■ **Texte fourni**
______

Je ne connais pas forcément très bien le travail de Louis Malle (mieux que Durendal quand même mais c'est pas difficile) mais, en regardant le Souffle au coeur, je me dis que le type n'est pas ami de la subtilité. Ce que nous fait redouter le début du film, la suite le confirme : cette espèce de description unilatérale et clichée de la famille bourgeoise, de laquelle Malle ne se départ jamais. C'est un peu le souci de l'oeuvre : elle rassemble à peu près tous les lieux communs possibles sur la bourgeoisie à travers des séquences très lourdes de sous-entendus et de connotations sociales. Mais en même temps, ce regard très étriqué participe aussi au charme désuet du film, résolument générationnel. Et on ne peut pourtant que regretter les gros sabots de Malle tant son film aurait pu être grand et tant il épouse les courbes de son sujet.

Parce que c'est clairement un film sur l'ennui bourgeois, comme peut l'être Théorème ou, dans un registre autre, Secrets d'adolescentes avec Brigitte Lahaie. La reconstitution de Louis Malle est particulièrement appliquée, mais souvent trop scolaire. C'est un travers qu'il partage avec Tavernier sur ses films en costume : celle de filmer dans chaque personnage une icône de son époque. Ce côté inventaire rebute franchement, flirte parfois avec le grotesque surtout sur la fin.

______

■ **Extraits de données**
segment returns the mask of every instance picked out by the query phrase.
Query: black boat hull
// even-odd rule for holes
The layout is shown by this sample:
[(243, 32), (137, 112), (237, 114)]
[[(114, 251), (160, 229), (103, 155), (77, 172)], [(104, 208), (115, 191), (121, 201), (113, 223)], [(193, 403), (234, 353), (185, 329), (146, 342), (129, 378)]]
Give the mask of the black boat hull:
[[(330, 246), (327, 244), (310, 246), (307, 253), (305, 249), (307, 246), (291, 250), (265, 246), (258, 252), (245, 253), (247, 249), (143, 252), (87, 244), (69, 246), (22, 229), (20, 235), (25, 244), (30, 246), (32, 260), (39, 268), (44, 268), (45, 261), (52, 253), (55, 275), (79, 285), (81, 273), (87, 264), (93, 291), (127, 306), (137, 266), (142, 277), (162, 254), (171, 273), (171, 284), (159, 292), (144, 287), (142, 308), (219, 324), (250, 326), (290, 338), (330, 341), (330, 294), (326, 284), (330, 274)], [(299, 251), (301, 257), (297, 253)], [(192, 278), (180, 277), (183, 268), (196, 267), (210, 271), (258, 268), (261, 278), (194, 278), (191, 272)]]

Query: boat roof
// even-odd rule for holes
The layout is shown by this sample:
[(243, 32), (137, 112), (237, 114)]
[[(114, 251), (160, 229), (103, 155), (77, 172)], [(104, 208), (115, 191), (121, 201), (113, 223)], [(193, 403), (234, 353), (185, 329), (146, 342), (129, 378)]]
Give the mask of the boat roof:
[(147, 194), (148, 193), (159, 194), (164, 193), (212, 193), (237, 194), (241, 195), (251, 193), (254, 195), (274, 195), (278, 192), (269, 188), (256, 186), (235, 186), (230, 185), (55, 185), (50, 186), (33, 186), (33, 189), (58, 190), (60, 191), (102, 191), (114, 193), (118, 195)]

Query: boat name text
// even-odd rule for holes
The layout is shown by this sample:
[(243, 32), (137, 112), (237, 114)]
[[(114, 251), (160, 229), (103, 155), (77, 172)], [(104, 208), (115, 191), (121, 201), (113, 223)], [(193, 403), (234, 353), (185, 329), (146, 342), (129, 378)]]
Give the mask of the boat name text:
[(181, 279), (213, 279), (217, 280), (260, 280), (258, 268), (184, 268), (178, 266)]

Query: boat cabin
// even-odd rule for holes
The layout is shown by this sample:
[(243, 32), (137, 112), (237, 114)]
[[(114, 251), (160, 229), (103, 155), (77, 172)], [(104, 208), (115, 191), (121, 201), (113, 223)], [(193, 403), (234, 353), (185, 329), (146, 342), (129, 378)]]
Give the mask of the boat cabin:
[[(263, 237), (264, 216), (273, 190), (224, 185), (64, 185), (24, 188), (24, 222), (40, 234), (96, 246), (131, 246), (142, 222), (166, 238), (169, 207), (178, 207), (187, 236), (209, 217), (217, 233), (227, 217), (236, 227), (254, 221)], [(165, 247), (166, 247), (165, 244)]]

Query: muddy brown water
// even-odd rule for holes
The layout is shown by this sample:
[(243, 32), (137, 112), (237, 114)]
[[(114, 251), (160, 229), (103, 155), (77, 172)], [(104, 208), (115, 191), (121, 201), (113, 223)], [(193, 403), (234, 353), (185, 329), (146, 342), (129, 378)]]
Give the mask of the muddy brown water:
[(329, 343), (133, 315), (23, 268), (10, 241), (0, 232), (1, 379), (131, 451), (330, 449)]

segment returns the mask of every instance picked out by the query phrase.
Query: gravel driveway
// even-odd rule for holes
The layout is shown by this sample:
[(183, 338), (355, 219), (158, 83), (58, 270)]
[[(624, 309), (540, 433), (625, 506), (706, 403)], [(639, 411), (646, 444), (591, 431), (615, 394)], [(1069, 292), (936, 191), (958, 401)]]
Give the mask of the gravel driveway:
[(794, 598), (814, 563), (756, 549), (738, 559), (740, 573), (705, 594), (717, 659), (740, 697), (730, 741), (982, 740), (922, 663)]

______

■ **Objectifs**
• A. Extrayez de la critique du Souffle au coeur le passage allant de « Parce que c'est » jusqu'à « sur la fin. », sans rien y changer.
• B. Selon la critique du Souffle au coeur, avec quel cinéaste Louis Malle partage-t-il le travers de filmer dans chaque personnage une icône de son époque ?

■ **Les réponses**
• A.
Parce que c'est clairement un film sur l'ennui bourgeois, comme peut l'être Théorème ou, dans un registre autre, Secrets d'adolescentes avec Brigitte Lahaie. La reconstitution de Louis Malle est particulièrement appliquée, mais souvent trop scolaire. C'est un travers qu'il partage avec Tavernier sur ses films en costume : celle de filmer dans chaque personnage une icône de son époque. Ce côté inventaire rebute franchement, flirte parfois avec le grotesque surtout sur la fin.

• B. Avec Tavernier, sur ses films en costume.